[Supplied entries]
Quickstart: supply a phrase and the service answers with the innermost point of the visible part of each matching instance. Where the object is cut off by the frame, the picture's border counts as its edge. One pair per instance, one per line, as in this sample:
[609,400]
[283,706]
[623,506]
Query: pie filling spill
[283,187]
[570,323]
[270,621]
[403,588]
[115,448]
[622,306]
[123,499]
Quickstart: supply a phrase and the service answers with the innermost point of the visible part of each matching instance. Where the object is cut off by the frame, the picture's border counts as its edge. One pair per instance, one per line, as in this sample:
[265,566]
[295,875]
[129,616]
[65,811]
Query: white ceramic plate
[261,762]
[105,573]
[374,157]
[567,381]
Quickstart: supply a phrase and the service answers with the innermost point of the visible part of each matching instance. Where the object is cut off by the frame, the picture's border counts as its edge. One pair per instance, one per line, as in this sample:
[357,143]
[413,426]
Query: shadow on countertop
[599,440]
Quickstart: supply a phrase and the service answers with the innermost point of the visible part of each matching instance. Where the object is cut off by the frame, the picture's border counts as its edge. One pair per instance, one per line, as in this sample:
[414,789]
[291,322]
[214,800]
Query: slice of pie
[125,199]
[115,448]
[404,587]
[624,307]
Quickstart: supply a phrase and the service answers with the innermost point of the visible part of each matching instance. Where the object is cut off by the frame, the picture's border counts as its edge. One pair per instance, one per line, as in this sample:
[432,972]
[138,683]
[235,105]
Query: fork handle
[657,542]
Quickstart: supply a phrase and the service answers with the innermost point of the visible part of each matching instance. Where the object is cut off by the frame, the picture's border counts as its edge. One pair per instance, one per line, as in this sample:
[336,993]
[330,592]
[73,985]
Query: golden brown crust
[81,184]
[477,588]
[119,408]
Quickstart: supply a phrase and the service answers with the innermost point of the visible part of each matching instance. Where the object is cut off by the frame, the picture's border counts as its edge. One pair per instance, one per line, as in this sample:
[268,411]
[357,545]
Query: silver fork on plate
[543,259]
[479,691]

[Directions] Exactly as shown above, return every record.

[Task answer]
Quickstart: supply a phrase and the service answers with the innermost point of the visible part of each matching instance. Where the object is cut off by the frame, the picture's border counts as its edge. One pair per instance, one per line, as in this sample:
[609,400]
[283,706]
[623,506]
Query: pie filling spill
[283,187]
[570,323]
[270,621]
[403,588]
[115,448]
[622,306]
[123,499]
Quickstart: supply a phrase and the service answers with the innermost point of the visible part of each matching instance. Where the object is cut off by the frame, the picture's border counts as its edge. One pair per instance, one per line, as in this sample:
[265,566]
[295,875]
[129,616]
[65,811]
Query: white ceramic plate
[261,762]
[105,573]
[374,157]
[567,381]
Quickstart: supply a phrase and the service answers with the innermost point of the visible part of each matching instance. Where the object is cut off by the frame, the picture's border counts as its edge. One pair per instance, one per line, as in this sample:
[357,143]
[413,426]
Query: shadow on countertop
[599,440]
Quickstart: supply a phrase and the service answers with the innermost point of the visible part of each matching instance. Where the object is cut off by the frame, the picture's border counts as its edge. One pair per instance, one per line, as in this sample:
[414,789]
[291,322]
[214,800]
Query: slice of pie
[125,199]
[115,448]
[404,587]
[624,307]
Quickstart: supply a phrase and the service answers with the innermost point of the visible part of each matching instance. Where the object is cut off by the frame, the picture's border counts as its edge. One pair per instance, one per line, as in this sample:
[432,972]
[138,683]
[235,105]
Query: fork handle
[657,542]
Quickstart: supply a phrase and the service answers with the innermost point of the visible part of each matching instance. Where the object is cut off by the frame, the picture's border counts as its edge. One pair per instance, one per line, as in this sample:
[336,993]
[330,592]
[73,985]
Query: golden brown crust
[81,184]
[477,588]
[119,408]
Quickstart: supply a phrase and the service answers with the innermost point of the visible part of each matching instance. Where the object is cut off by the frame, the picture's border counts as its edge. One pair per instance, one per line, as in this sample:
[268,411]
[357,545]
Query: silver fork on plate
[543,259]
[479,691]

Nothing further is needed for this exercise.